PASSAGE FOR REVIEW:

== Segment start ==

Helicase enzymes are known for unzipping the DNA double helix during DNA replication, where the entire genetic code is duplicated. This raises the question of whether helicase performs the same function during transcription, the process of creating an RNA copy of a gene. Although both processes require separating DNA strands, the primary enzymes and mechanisms involved are different.
The Role of Helicase in DNA Replication
During DNA replication, a cell duplicates its entire genome. For this to happen, the two strands of the DNA double helix must be separated, which is the primary job of DNA helicase. This enzyme moves along the DNA, breaking the hydrogen bonds between base pairs. This unwinding creates a replication fork, providing the single-stranded templates for DNA polymerase to synthesize new strands.
The action of helicase in replication is extensive, as it unzips large portions of the chromosome. This ensures each new DNA molecule is an identical copy of the original, containing one old and one new strand. The continuous separation of the DNA strands is driven by the ATP-powered action of DNA helicase.
Unwinding DNA for Transcription
Transcription copies a specific gene into a messenger RNA (mRNA) molecule. The primary enzyme, RNA polymerase, is responsible for both synthesizing RNA and unwinding the DNA. Unlike replication, a separate helicase is not the main enzyme used, as RNA polymerase has its own intrinsic helicase-like activity to separate the DNA strands.
As RNA polymerase moves along a gene, it unwinds a small portion of the DNA, creating a temporary “transcription bubble” about 10-20 base pairs long. The enzyme uses one DNA strand as a template to build the RNA molecule. As the polymerase advances, the DNA double helix rewinds behind it, so only a small segment is unwound at any moment.

== Segment end ==

DATA RECORDS:
== Segment start ==

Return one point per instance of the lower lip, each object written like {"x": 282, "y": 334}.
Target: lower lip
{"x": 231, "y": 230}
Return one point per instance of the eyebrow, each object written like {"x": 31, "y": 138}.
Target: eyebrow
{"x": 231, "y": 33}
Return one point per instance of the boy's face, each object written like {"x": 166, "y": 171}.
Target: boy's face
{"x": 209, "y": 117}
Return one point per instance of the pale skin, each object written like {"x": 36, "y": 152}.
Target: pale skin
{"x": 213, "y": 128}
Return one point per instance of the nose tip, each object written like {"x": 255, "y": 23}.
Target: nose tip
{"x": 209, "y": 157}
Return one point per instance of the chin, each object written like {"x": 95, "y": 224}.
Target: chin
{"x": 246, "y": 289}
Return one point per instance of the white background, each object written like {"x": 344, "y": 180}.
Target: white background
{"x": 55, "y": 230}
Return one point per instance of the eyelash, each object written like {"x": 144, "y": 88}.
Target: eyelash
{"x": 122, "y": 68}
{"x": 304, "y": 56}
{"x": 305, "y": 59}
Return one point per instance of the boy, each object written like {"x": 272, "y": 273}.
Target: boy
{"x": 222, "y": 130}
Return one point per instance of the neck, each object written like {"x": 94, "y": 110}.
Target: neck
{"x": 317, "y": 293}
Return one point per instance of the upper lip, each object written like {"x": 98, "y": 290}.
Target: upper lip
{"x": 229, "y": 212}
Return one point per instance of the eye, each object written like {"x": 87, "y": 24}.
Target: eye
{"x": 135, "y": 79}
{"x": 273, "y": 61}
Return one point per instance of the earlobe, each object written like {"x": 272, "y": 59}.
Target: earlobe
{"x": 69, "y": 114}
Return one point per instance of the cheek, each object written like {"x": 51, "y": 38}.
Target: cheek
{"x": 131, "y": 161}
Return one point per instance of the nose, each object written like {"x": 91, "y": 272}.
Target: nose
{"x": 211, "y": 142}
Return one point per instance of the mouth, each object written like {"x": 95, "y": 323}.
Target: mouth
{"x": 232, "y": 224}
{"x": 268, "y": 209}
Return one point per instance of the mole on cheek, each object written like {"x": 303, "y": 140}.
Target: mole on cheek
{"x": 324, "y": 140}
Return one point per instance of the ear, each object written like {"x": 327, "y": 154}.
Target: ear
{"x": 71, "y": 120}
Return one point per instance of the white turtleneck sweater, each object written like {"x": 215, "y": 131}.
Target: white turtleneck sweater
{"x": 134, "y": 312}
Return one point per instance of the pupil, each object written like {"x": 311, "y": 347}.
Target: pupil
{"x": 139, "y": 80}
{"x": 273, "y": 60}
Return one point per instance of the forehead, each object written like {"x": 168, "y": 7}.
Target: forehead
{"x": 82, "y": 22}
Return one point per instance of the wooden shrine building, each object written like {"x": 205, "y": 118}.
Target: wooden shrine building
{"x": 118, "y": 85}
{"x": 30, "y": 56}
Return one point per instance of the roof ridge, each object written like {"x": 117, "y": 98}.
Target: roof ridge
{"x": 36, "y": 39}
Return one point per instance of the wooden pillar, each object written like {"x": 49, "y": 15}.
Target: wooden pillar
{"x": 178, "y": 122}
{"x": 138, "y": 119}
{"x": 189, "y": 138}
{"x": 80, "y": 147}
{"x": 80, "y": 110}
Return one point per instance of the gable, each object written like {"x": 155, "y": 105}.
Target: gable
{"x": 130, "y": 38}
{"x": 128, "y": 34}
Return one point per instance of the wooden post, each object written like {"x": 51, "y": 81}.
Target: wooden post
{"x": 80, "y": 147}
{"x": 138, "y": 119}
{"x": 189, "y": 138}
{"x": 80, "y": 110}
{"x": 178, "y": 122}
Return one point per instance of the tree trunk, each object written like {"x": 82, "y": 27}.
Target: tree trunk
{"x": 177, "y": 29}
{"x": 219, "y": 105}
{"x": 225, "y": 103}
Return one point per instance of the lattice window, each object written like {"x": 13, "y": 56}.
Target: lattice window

== Segment end ==
== Segment start ==

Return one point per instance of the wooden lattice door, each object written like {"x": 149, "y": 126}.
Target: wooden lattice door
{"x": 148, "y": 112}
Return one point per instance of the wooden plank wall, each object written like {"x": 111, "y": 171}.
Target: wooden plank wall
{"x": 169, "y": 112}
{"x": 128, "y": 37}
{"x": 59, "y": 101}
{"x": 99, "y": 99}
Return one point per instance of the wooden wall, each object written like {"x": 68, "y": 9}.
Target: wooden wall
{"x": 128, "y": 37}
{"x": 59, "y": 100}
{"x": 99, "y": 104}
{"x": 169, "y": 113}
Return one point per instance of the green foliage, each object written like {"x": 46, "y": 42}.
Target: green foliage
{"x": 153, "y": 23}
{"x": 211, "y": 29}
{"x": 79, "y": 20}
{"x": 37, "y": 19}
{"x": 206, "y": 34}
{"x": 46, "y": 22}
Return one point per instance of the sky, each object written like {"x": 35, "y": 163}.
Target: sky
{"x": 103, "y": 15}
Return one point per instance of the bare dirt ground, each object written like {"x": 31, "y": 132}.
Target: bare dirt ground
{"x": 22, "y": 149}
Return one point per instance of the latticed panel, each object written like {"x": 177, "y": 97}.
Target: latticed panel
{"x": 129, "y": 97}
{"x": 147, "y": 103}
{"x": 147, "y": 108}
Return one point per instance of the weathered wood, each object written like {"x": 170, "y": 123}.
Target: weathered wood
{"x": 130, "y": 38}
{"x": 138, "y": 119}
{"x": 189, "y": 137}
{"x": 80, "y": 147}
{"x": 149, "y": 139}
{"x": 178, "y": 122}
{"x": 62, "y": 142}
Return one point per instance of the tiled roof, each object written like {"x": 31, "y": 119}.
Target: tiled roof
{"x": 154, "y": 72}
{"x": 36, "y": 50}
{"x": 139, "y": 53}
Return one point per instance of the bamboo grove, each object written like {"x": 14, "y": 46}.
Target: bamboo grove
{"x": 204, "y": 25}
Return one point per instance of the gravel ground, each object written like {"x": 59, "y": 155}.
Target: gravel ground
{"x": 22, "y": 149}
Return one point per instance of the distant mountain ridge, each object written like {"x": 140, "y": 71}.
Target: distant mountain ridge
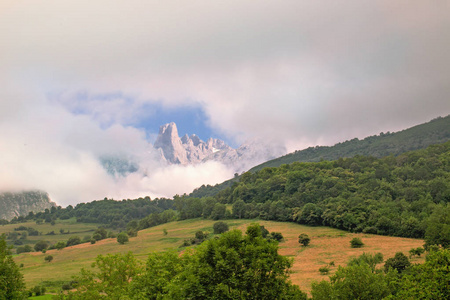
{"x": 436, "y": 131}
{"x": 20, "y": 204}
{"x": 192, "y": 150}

== Segment end ==
== Segment start ==

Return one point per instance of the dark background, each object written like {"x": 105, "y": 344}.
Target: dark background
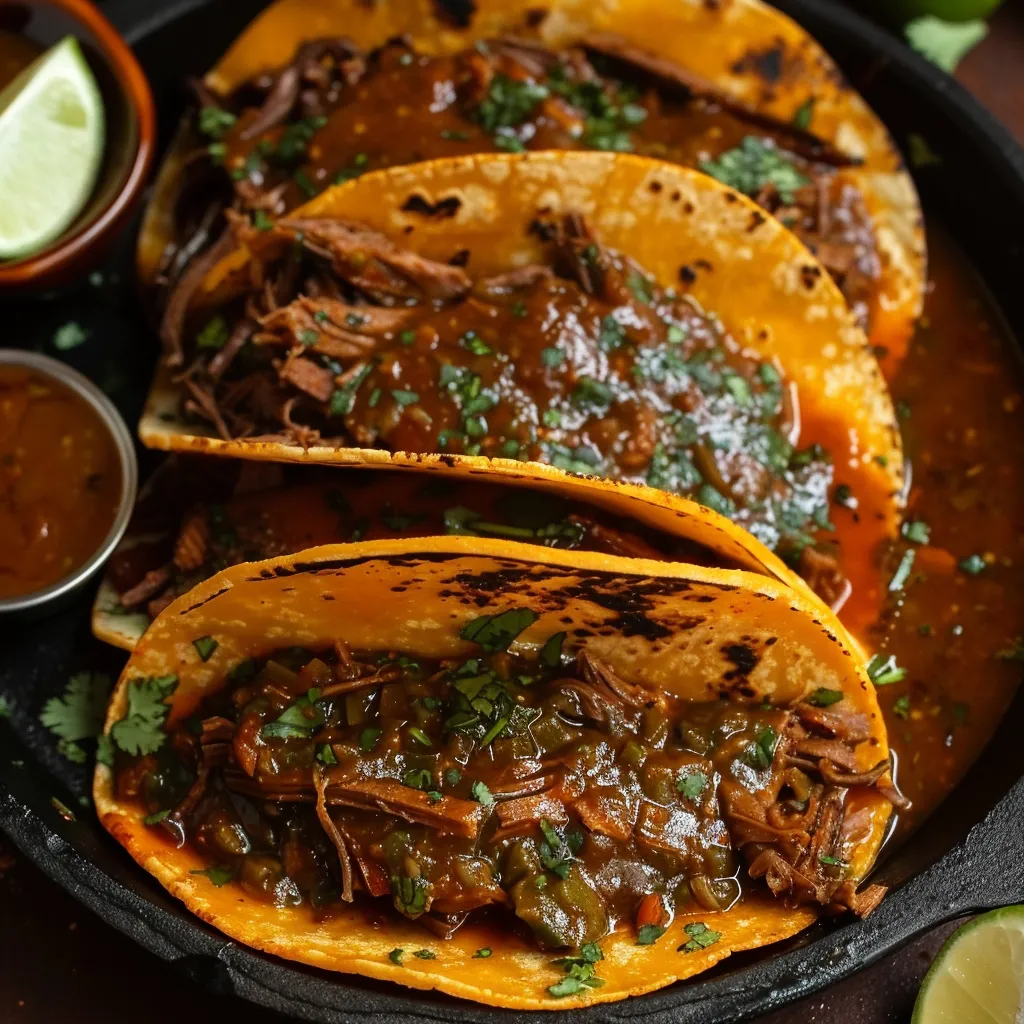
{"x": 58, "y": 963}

== Segment end ==

INSTRUCTIONS TO FOLLOW:
Please state how long the "transcription bubble" is, according to the passage on helicase in replication and transcription.

THE COMPLETED TASK:
About 10-20 base pairs long.